▸ What this task involves: Provide the data again in its entirety, exactly as given.

▸ Data records:
=== Begin Enclosure ===

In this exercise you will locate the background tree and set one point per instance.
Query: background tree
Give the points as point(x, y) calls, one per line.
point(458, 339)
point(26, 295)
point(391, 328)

=== End Enclosure ===

▸ Your solution:
In this exercise you will locate the background tree and set one point per instance.
Query: background tree
Give the points as point(x, y) calls, one per line.
point(458, 339)
point(26, 295)
point(391, 328)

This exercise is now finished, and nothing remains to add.